**PROBLEM STATEMENT**:
Report each line of the records below that uses the word "outdoor".
MATERIAL PROVIDED: Begin
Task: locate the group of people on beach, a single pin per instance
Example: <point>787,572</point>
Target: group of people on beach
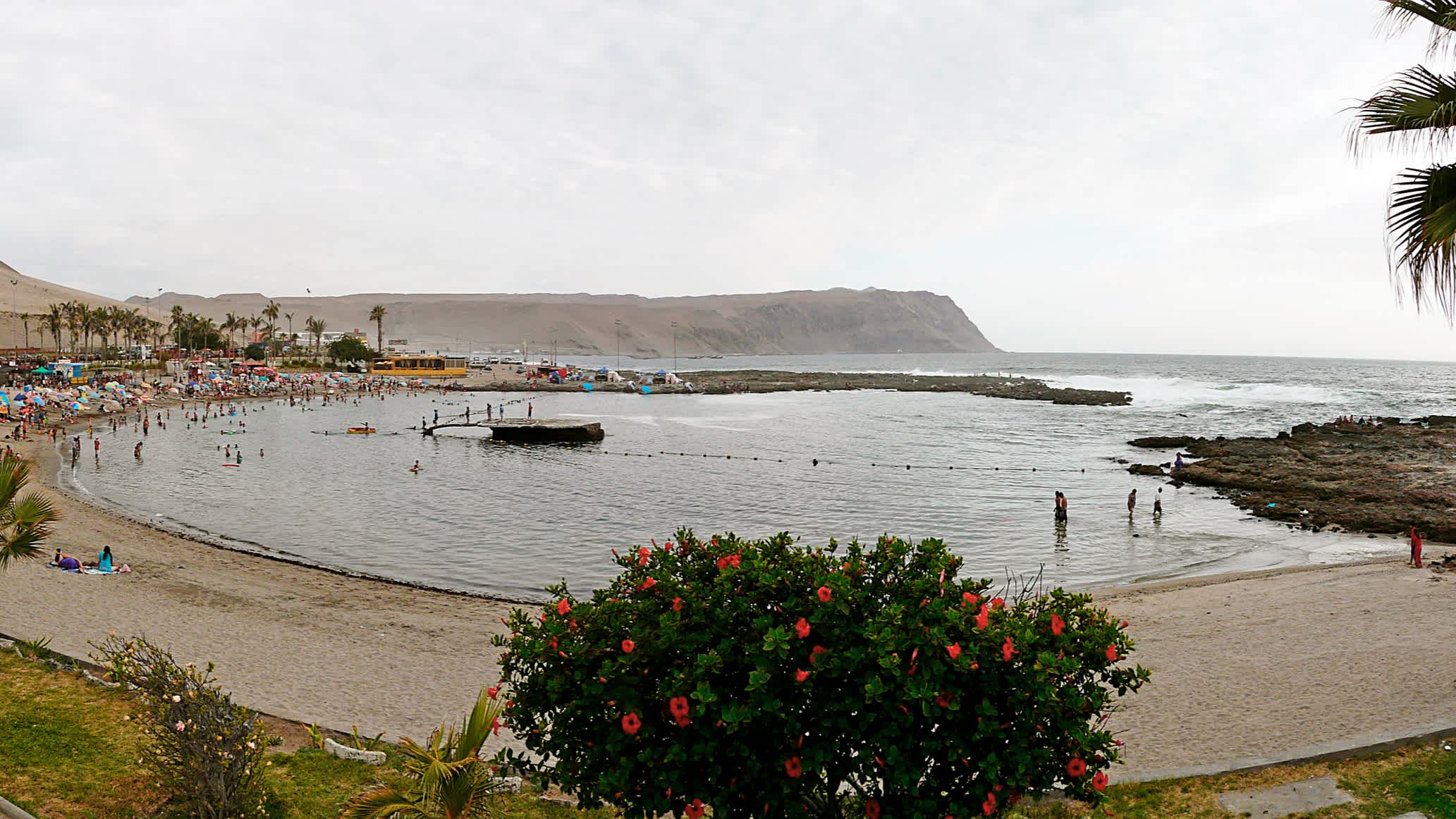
<point>1059,512</point>
<point>104,563</point>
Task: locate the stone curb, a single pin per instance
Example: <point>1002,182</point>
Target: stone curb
<point>9,811</point>
<point>1364,745</point>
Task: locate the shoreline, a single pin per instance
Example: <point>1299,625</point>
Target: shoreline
<point>1242,663</point>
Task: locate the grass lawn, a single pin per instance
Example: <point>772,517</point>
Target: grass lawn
<point>68,753</point>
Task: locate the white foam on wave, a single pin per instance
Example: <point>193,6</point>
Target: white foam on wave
<point>1181,393</point>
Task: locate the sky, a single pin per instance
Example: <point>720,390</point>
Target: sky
<point>1082,176</point>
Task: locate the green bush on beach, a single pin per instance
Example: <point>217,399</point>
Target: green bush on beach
<point>768,678</point>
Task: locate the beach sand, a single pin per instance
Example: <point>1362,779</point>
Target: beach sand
<point>1264,665</point>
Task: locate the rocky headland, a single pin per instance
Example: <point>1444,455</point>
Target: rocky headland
<point>1372,478</point>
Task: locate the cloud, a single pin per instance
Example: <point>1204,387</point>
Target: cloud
<point>1085,176</point>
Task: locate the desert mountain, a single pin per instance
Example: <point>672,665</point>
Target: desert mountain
<point>795,322</point>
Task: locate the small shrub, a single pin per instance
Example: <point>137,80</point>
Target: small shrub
<point>207,749</point>
<point>771,679</point>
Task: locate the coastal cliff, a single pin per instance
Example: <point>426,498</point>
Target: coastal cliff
<point>776,324</point>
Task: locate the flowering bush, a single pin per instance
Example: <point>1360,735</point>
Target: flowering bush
<point>771,679</point>
<point>207,748</point>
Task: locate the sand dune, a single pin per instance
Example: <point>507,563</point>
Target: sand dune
<point>795,322</point>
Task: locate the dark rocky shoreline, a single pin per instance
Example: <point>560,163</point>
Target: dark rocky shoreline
<point>723,381</point>
<point>1378,478</point>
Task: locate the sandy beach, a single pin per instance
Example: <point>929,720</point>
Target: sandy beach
<point>1245,668</point>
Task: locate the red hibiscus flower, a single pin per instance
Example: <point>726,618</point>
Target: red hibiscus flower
<point>680,710</point>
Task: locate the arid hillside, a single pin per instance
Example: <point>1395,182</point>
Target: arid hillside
<point>795,322</point>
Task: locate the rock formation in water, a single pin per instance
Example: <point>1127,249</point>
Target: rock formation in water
<point>795,322</point>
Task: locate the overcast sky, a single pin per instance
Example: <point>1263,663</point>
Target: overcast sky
<point>1099,175</point>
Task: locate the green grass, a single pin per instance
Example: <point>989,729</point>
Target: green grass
<point>68,753</point>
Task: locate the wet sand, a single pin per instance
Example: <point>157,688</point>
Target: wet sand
<point>1244,667</point>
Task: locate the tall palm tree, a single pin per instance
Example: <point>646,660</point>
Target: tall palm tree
<point>377,316</point>
<point>1419,106</point>
<point>317,326</point>
<point>444,779</point>
<point>54,317</point>
<point>25,522</point>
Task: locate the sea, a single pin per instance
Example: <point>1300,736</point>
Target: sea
<point>507,519</point>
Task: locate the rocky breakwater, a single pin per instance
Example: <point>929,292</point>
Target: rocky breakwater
<point>1381,478</point>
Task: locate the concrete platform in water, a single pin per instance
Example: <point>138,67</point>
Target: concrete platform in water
<point>534,431</point>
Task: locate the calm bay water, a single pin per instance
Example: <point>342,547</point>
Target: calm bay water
<point>510,519</point>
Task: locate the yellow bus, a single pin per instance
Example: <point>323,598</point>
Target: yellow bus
<point>421,366</point>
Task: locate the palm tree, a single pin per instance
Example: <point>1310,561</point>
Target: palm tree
<point>25,522</point>
<point>377,316</point>
<point>444,779</point>
<point>53,321</point>
<point>229,326</point>
<point>1419,106</point>
<point>317,326</point>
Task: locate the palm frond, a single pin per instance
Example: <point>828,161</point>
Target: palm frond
<point>1421,236</point>
<point>1440,13</point>
<point>1417,106</point>
<point>34,511</point>
<point>382,802</point>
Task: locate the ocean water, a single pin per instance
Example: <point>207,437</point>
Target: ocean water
<point>508,519</point>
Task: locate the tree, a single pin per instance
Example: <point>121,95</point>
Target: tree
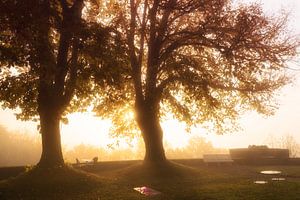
<point>204,61</point>
<point>47,52</point>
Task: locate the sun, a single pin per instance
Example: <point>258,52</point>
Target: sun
<point>86,128</point>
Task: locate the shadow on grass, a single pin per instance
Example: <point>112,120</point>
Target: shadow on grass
<point>52,183</point>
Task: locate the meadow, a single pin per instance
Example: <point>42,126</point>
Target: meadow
<point>185,179</point>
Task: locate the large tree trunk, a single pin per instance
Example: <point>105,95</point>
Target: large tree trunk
<point>152,133</point>
<point>51,142</point>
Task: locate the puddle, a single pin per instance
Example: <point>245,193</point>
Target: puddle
<point>260,182</point>
<point>278,179</point>
<point>270,172</point>
<point>147,191</point>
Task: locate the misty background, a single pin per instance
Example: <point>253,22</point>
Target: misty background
<point>19,149</point>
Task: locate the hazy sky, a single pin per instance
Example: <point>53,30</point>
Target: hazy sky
<point>84,128</point>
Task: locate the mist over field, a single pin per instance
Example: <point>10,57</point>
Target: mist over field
<point>23,149</point>
<point>18,149</point>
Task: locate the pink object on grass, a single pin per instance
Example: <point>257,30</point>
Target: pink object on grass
<point>147,191</point>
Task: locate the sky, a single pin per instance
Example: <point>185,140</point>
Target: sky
<point>256,129</point>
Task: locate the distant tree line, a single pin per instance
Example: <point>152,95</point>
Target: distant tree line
<point>205,62</point>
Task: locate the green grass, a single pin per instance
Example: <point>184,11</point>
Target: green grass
<point>176,181</point>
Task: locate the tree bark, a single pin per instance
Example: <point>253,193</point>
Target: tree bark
<point>148,122</point>
<point>51,142</point>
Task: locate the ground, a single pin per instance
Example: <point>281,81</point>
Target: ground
<point>116,180</point>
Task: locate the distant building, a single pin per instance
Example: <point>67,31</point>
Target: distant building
<point>259,154</point>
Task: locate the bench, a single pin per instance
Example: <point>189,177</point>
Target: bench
<point>217,158</point>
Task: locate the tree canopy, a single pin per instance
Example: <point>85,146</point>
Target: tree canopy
<point>205,61</point>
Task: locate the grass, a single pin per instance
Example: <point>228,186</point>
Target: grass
<point>116,181</point>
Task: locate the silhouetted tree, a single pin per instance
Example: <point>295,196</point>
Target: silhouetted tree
<point>205,61</point>
<point>47,53</point>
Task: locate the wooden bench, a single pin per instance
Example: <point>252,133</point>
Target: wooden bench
<point>217,158</point>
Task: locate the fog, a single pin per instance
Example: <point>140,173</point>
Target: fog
<point>18,149</point>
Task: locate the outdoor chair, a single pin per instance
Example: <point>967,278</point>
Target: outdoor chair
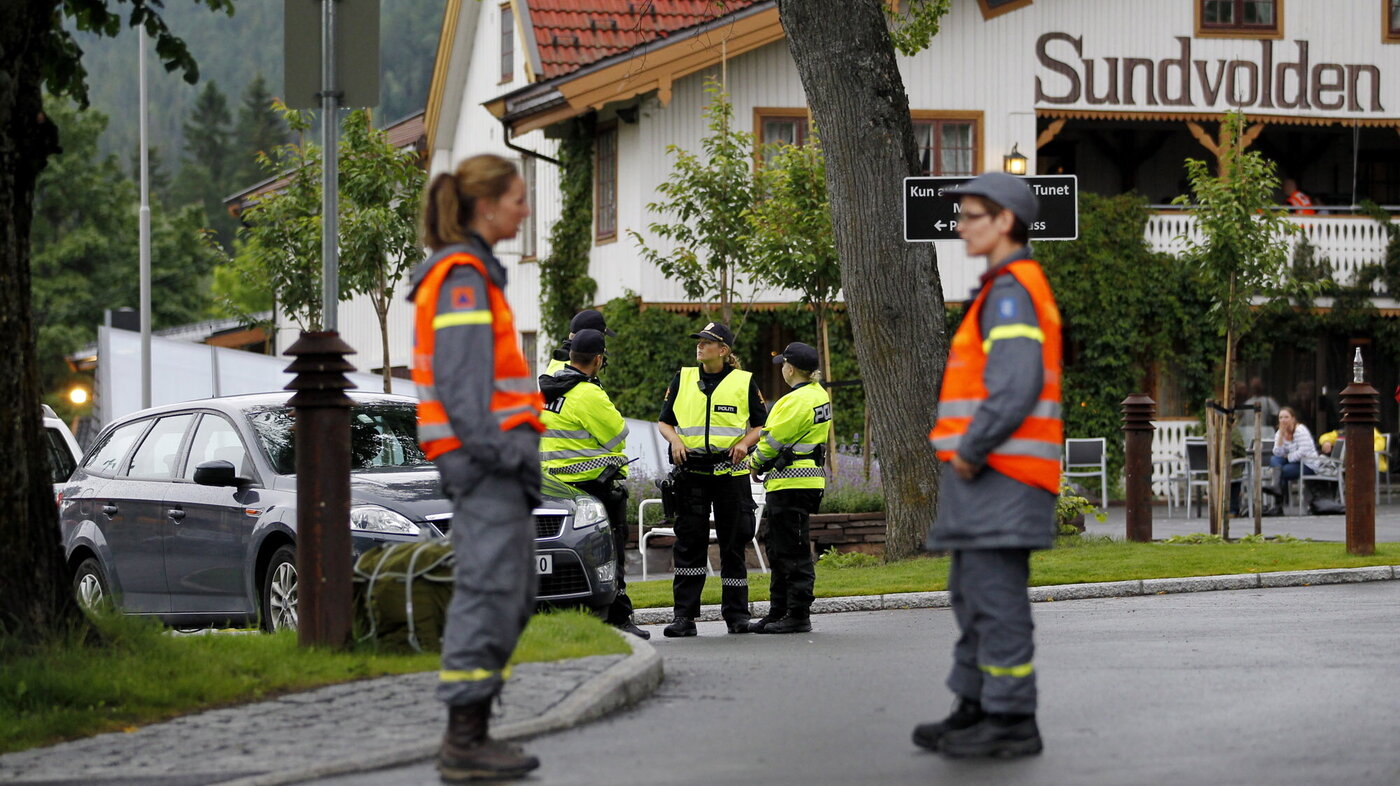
MATERIAL PROVIDED: End
**OUTPUT**:
Task: locate the outdoor chair, a single pin per instance
Target: outdoor chair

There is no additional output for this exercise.